**Enunciado del ejercicio:**
Responde estas preguntas con base en el pasaje sobre Twitter:
(a) ¿Cuántos siglos después del Partenón sitúa el pasaje a Twitter?
(b) ¿Cuál fue el objetivo primigenio de la arquitectura de los centros comerciales?
(c) ¿Qué marca alcanzó el mayor reconocimiento global?

**Pasaje:**
--------
Desde el inicio de los tiempos virtuales sabíamos que Twitter no era otra cosa que una plaza pública virtual global. Si en el Partenón ocurrió el milagroso diálogo, durante una época en la que aún no existían los siglos, en Twitter, 21 siglos después, se multiplicó la comunicación, muchas veces emitida por seres que suplantan identidades y que no necesariamente dialogan. La comunicación de ficción se arropa en seres reales; avatares que no esconden el rostro.

 

Entre el Partenón y Twitter han existido muchos ensayos de convivencia pública. Si la arquitectura de los centros comerciales tuvo como objetivo primigenio la recreación del individuo a través del comercio, gracias a la atmósfera de parques temáticos infantiles, la plaza virtual nos mostró que su principal rasgo es polisémico, y como tal, tiene un número ilimitado de objetivos: desde jugar hasta informar; amenazar o conocer; ganar o perder tiempo; relajarse o estresarse; mirar o ser observado; criticar o injuriar.

 

Más allá del esteticismo ornamental de museos, centros comerciales, edificios translúcidos, entre muchos escenarios públicos modernos, los deleites icónicos de siglos pasados nos demostraron que el lenguaje semiótico se convertiría en una especie de emperador de la estética. Así, la torre Eiffel es la síntesis de París; París deriva en el romanticismo; el amor en place des Vosges (por mencionar sólo una de sus postales); y sus plazas en el epicentro del alma. El lenguaje imaginativo subyacía también en los iconos de las ciudades. La extensión del lenguaje no hablado se extendió al mundo de la publicidad, convirtiendo a Coca Cola en la marca de mayor reconocimiento global. Nunca antes una bebida negra y gaseosa se había convertido en icono libertario. Bienvenidos a la retórica del lenguaje sin voz (Mad Men y los viejos símbolos del cigarro y alcohol).
--------
**Material extraído:**
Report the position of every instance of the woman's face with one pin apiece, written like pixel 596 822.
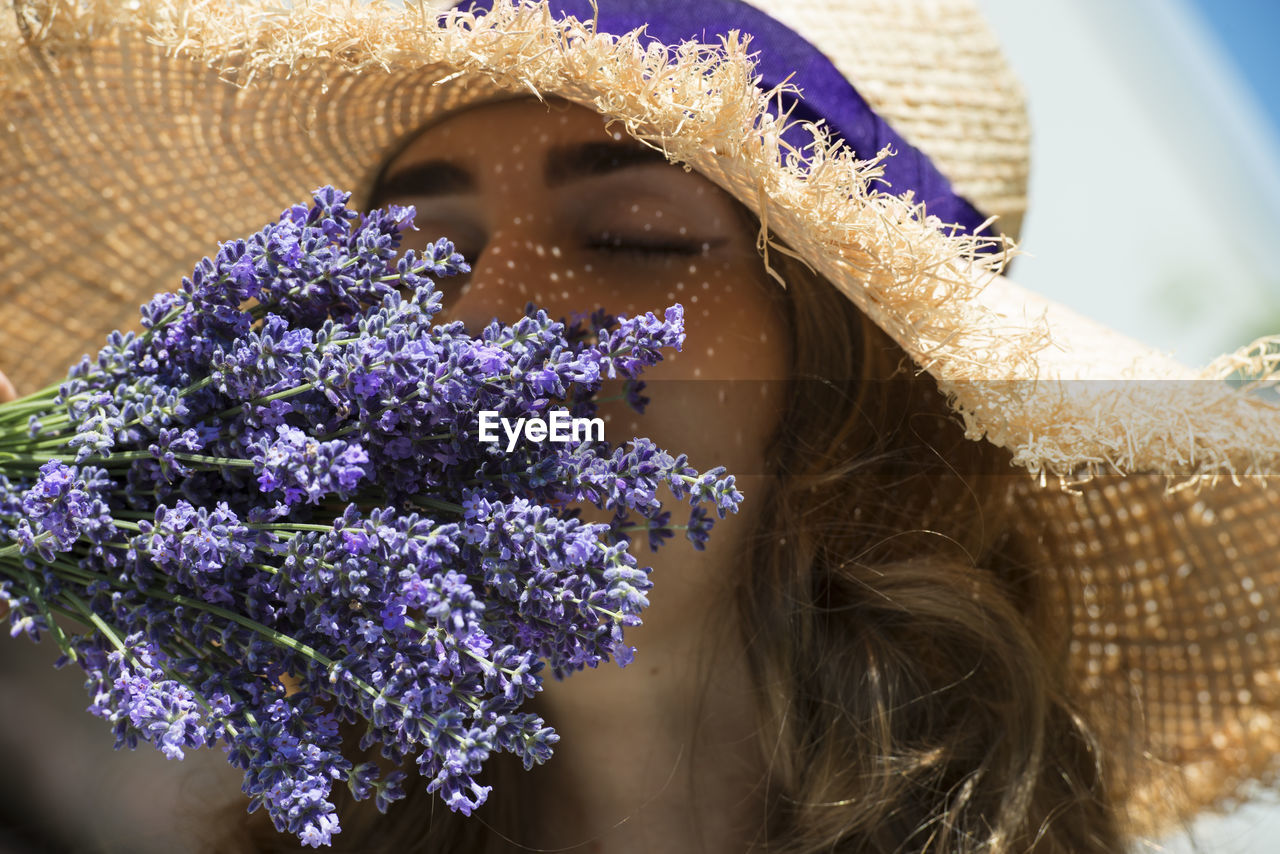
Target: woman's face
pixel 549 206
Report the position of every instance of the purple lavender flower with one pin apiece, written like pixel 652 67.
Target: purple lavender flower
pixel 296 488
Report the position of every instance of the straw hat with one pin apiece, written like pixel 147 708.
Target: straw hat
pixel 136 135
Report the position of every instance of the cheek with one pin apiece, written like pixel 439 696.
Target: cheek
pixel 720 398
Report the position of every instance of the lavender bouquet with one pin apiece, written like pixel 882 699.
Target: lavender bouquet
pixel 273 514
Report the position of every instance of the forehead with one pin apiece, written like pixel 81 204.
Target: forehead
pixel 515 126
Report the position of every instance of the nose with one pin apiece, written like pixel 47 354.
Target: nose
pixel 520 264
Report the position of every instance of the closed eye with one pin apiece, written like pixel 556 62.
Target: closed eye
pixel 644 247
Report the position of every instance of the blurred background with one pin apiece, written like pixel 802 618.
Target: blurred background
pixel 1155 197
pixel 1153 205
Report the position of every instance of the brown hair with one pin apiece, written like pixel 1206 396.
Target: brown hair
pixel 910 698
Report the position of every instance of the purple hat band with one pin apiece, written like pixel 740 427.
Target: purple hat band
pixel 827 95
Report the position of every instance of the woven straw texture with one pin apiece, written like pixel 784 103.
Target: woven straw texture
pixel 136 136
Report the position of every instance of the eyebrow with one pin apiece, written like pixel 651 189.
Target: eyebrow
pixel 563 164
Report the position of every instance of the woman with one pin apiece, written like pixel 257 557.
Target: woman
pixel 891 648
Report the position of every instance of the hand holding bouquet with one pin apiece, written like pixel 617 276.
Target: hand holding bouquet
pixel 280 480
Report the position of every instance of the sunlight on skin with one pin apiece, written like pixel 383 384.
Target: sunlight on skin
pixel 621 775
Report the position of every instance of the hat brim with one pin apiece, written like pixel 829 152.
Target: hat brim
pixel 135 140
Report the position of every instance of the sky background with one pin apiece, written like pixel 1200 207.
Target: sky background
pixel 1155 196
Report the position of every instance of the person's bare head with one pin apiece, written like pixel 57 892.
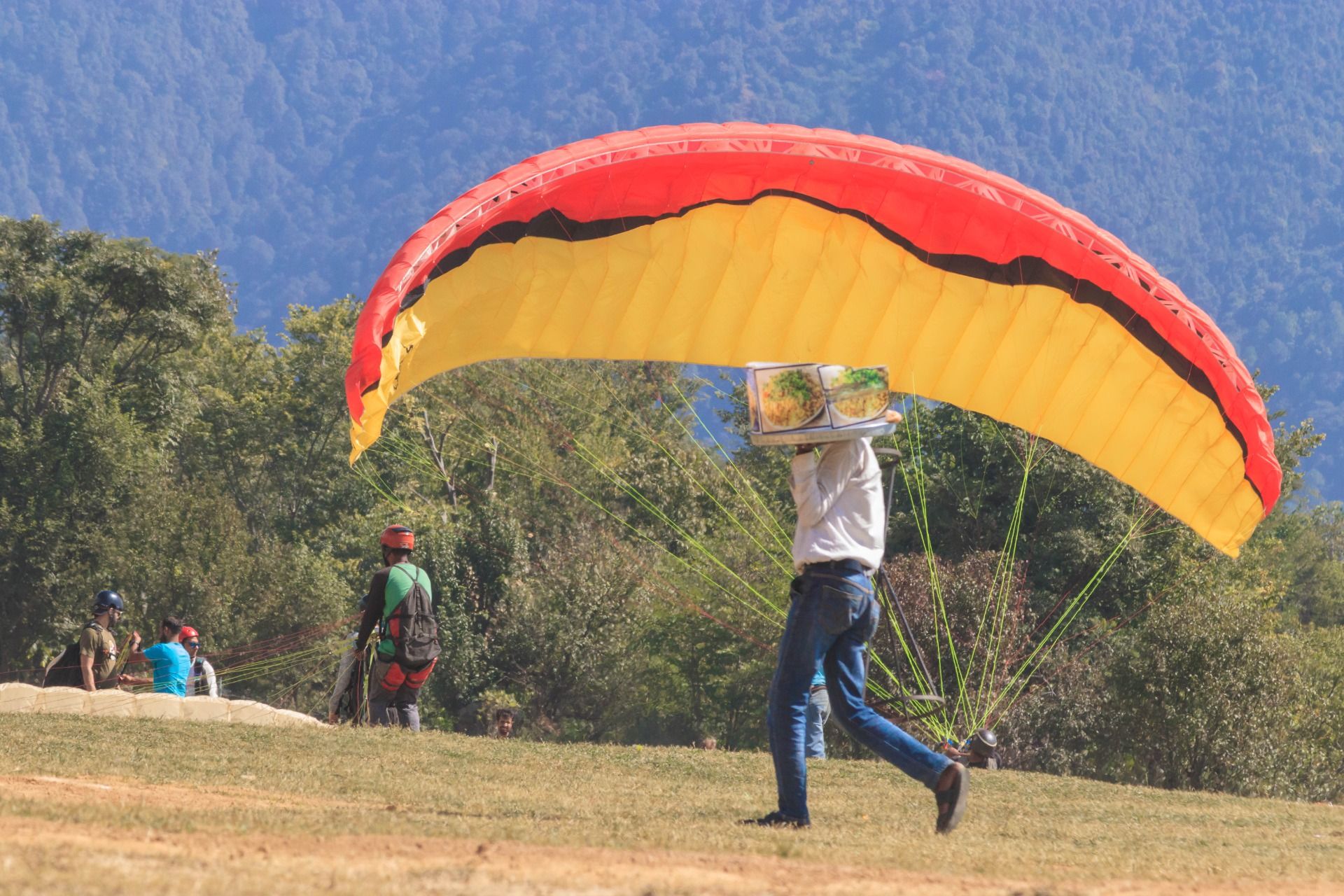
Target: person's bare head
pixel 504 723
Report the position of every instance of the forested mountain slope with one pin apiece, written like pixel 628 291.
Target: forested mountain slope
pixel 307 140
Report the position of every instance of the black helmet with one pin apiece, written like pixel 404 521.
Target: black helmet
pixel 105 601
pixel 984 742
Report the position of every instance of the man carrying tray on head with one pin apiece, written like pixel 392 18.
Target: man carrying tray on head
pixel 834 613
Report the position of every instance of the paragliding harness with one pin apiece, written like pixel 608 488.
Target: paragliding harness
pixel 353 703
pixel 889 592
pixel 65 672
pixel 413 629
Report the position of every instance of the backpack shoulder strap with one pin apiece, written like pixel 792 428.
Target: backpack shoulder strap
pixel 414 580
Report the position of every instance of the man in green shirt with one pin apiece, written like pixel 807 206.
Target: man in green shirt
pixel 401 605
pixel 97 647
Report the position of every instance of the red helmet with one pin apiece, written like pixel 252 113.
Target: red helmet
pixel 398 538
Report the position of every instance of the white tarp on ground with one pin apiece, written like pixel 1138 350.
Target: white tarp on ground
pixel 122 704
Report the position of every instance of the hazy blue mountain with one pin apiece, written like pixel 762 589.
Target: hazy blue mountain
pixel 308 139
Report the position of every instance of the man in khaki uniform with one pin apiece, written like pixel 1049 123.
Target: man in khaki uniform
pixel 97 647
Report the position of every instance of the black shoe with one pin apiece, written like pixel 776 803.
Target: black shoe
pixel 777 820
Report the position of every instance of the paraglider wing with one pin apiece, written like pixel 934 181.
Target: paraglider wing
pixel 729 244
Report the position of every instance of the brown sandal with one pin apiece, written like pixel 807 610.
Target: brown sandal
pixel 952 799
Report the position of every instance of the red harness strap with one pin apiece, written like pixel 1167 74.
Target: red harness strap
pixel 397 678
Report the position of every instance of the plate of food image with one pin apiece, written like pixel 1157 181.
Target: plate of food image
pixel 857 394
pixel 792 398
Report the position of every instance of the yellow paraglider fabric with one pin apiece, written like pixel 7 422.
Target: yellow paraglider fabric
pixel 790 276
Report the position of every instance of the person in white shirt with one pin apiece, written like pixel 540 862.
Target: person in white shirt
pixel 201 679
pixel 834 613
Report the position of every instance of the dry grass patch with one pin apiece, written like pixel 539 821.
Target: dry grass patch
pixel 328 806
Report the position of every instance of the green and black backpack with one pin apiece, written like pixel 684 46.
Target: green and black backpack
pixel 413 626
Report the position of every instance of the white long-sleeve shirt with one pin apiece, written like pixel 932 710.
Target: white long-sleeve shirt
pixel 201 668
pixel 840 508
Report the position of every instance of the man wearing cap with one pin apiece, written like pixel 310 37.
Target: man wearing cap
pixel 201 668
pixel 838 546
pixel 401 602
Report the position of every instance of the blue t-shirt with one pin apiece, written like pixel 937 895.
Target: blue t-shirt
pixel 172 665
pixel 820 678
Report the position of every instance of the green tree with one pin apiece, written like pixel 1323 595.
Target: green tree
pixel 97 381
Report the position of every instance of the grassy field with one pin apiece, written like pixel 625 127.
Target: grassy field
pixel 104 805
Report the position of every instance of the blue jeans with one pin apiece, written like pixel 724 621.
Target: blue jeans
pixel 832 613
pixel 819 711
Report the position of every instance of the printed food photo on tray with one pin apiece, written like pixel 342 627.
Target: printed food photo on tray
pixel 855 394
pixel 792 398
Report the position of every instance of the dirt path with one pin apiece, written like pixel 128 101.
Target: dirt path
--------
**Solución:**
(a) Veintiún siglos después.
(b) La recreación del individuo a través del comercio.
(c) Coca Cola.